:: RECORD EXTRACTS
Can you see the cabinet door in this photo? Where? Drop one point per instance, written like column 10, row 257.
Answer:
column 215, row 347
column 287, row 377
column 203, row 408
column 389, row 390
::::
◆ **EXERCISE DETAILS**
Once more, print every line of the material exactly.

◆ **EXERCISE RESULT**
Can you see the cabinet door in this photo? Where? Drop one point per instance, written like column 10, row 257.
Answer:
column 215, row 347
column 287, row 377
column 203, row 408
column 389, row 390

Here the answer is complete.